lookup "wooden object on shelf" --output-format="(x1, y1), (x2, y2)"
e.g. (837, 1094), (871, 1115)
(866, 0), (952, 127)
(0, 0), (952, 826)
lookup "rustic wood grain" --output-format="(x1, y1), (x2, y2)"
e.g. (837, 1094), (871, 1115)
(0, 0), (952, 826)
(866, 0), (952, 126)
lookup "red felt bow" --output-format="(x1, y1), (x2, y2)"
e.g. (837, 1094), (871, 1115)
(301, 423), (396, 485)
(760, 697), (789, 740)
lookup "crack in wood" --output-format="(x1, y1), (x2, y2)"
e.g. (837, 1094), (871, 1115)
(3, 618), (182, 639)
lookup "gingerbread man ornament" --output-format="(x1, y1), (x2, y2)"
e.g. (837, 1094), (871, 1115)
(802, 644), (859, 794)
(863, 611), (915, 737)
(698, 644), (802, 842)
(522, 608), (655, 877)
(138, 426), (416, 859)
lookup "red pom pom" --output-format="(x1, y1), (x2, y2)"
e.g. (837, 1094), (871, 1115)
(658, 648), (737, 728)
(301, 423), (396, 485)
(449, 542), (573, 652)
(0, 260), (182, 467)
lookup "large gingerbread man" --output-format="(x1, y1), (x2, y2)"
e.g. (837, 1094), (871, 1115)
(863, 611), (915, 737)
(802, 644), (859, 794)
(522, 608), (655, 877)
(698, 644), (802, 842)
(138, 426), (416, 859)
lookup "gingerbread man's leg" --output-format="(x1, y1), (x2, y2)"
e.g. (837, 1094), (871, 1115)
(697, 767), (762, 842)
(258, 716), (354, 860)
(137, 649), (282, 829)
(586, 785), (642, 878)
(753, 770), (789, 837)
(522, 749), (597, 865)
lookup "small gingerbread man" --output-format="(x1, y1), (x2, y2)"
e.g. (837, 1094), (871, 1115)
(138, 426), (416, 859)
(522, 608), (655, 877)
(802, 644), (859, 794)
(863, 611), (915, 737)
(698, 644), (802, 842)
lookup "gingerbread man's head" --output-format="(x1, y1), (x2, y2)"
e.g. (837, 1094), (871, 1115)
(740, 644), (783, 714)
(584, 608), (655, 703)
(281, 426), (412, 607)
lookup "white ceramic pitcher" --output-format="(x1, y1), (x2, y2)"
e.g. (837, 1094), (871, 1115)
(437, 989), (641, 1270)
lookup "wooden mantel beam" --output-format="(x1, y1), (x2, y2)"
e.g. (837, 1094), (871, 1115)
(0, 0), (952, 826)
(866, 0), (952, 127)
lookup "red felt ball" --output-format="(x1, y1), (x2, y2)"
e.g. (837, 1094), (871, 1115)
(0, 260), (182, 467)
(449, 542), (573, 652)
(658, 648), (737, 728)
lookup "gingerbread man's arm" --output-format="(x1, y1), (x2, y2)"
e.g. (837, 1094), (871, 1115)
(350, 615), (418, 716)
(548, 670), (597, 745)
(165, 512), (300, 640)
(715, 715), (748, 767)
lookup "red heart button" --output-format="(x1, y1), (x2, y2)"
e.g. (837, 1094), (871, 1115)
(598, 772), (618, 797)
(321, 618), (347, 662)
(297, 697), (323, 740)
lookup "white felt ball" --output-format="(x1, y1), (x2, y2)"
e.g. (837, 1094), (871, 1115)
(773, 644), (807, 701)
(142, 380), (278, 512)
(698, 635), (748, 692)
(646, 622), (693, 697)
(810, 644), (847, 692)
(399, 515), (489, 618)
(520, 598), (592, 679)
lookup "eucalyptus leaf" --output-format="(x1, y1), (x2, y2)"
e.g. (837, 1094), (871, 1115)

------------------------------------------------------------

Set problem: Please list every line in the data that contains the string "white".

Worked answer:
lookup "white ceramic pitcher" --output-format="(x1, y1), (x2, y2)"
lookup "white felt ball" --output-format="(x1, y1), (x2, y2)"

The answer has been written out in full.